■ AIM 1
Report in full every line of the listing below that contains the word "green".

■ ARTICLE
------

This nearly two-hundred-page book, is, of sorts, a reference book that explores onomatopoeia (words that sound like what they mean). It is written in an easy to read style and is quite engaging from the get-go.
The titles for each chapter inspire curiosity before you even begin to read the text. The eleven chapters do have explanatory subtitles as you get to them, but are, as listed:
- Aargh, miaow, ker-chung
- Eek, a mouse
- Throb, sob
- Jabber, natter
- Rattle, jangle, ding-dong
- Woops, yikes, hmm
- Slam dunk and the Big Bang.
This being the first hint of the author’s delightful sense of humour and obvious love of language, which permeates the text.
Lasserre reveals the background history to the development and use of language with onomatopoeic links, producing current theories and referencing through both the Notes and Bibliography sections at the end of the book. She discusses actual speech and spelling practice to explain how meaning is added to words being used, and the difference in interpretation depending on mother tongue. As I read, I became aware of the breadth of Lasserre’s linguistic understanding with many cultural examples given, including Indigenous Australian place names.

------

■ DATASET ROWS
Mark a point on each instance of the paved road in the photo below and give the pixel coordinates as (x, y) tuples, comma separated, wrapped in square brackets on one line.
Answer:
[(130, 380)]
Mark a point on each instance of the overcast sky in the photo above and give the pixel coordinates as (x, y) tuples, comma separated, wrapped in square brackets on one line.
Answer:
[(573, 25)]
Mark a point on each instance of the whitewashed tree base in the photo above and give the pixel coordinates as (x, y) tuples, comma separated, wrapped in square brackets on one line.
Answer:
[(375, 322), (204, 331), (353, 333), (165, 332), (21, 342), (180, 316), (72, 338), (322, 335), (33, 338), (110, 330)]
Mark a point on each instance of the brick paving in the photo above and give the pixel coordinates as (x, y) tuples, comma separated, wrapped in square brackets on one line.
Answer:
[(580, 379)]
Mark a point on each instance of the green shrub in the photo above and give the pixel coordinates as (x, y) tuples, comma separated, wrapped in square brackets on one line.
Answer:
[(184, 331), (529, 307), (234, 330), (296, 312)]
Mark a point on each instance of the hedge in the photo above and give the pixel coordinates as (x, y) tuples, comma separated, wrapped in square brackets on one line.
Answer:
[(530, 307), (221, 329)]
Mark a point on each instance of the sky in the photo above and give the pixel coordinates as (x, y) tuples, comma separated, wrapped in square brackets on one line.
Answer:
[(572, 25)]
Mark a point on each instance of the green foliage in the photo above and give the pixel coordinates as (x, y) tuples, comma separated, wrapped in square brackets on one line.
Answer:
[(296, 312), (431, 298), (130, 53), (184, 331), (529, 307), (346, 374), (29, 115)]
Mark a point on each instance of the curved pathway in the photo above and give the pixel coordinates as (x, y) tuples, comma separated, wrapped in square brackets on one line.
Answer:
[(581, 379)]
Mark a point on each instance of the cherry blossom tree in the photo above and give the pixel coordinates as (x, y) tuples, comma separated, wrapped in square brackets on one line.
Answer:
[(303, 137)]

------

■ AIM 2
In the book review, what kind of place names appear among the cultural examples?

■ SOLUTION 1
Mark a point on each instance of the green shrub in the photo above and give the pixel coordinates as (x, y) tuples, comma separated, wrapped in square brackets on one line.
Mark a point on each instance of the green foliage in the photo above and give the pixel coordinates as (x, y) tuples, comma separated, wrapped in square brackets on one line.

■ SOLUTION 2
Indigenous Australian place names.